The task
Starting at the line that contains "One marker serves each instance of the jeans." and running through the end of the data, give every line as a numbered list, with blank lines and pictures left out.

Given records
━━━━━━━━━━━━━━━━━━━━
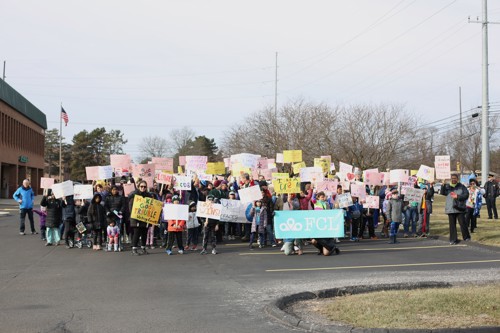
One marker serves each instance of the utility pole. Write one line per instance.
(485, 144)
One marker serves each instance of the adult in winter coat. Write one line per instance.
(97, 217)
(25, 197)
(139, 228)
(54, 217)
(456, 196)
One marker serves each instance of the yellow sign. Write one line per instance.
(290, 156)
(146, 209)
(298, 166)
(287, 185)
(322, 163)
(217, 168)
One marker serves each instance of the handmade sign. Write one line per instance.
(208, 209)
(287, 185)
(309, 224)
(250, 194)
(146, 209)
(63, 189)
(233, 211)
(344, 200)
(372, 201)
(311, 174)
(290, 156)
(182, 183)
(46, 182)
(426, 173)
(443, 167)
(398, 176)
(175, 212)
(82, 192)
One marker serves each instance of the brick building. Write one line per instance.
(22, 141)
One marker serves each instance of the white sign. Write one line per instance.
(175, 212)
(63, 189)
(82, 192)
(250, 194)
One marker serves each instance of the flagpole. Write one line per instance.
(60, 144)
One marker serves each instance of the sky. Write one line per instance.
(147, 67)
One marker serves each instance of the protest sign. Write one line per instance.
(372, 201)
(345, 168)
(63, 189)
(82, 192)
(216, 168)
(208, 209)
(144, 171)
(182, 182)
(176, 212)
(297, 166)
(443, 167)
(146, 209)
(344, 200)
(426, 173)
(250, 194)
(233, 211)
(358, 190)
(311, 174)
(414, 194)
(309, 224)
(287, 185)
(46, 182)
(290, 156)
(120, 162)
(398, 176)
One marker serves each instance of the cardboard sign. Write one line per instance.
(398, 176)
(290, 156)
(82, 192)
(250, 194)
(182, 183)
(176, 212)
(311, 174)
(287, 185)
(146, 209)
(63, 189)
(372, 201)
(120, 162)
(344, 200)
(309, 224)
(426, 173)
(443, 167)
(233, 211)
(208, 209)
(46, 182)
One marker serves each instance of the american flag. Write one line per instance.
(64, 116)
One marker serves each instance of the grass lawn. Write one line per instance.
(456, 307)
(487, 232)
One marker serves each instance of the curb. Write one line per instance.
(277, 309)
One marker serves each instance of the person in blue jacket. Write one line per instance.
(25, 197)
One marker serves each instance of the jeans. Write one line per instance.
(411, 214)
(22, 215)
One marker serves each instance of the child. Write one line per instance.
(43, 215)
(175, 229)
(395, 215)
(113, 234)
(192, 226)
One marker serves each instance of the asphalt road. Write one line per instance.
(53, 289)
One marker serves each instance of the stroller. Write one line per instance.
(84, 230)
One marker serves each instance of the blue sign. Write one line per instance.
(309, 223)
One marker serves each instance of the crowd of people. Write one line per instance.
(106, 217)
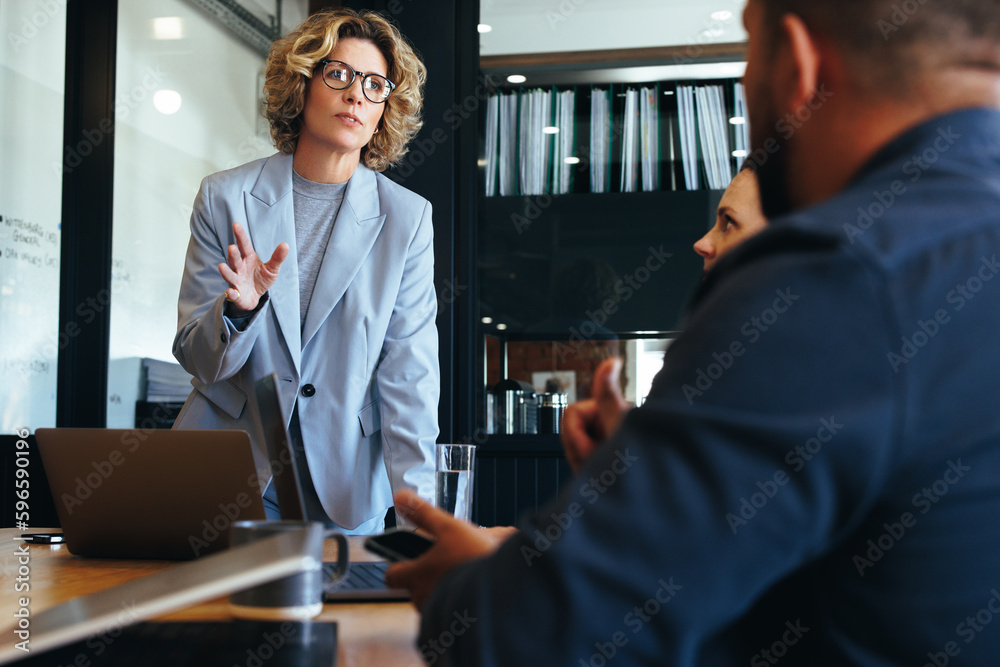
━━━━━━━━━━━━━━━━━━━━
Result for this exercise
1. One marker serves each instance of the jeans. Write one line per instance.
2. (411, 214)
3. (22, 215)
4. One marker serves each instance of the child. Write one line per instance.
5. (43, 215)
6. (175, 229)
7. (395, 215)
8. (113, 234)
9. (192, 226)
10. One marker serves each instance of the asphalt road. Write one line per instance.
11. (53, 289)
12. One marker serves each instance of the stroller. Write one line per instance.
13. (84, 230)
14. One marker serves each instance of the blue sign. Write one line per instance.
15. (309, 223)
16. One marker serves each instance of the crowd of people. Write one line per instance.
17. (106, 217)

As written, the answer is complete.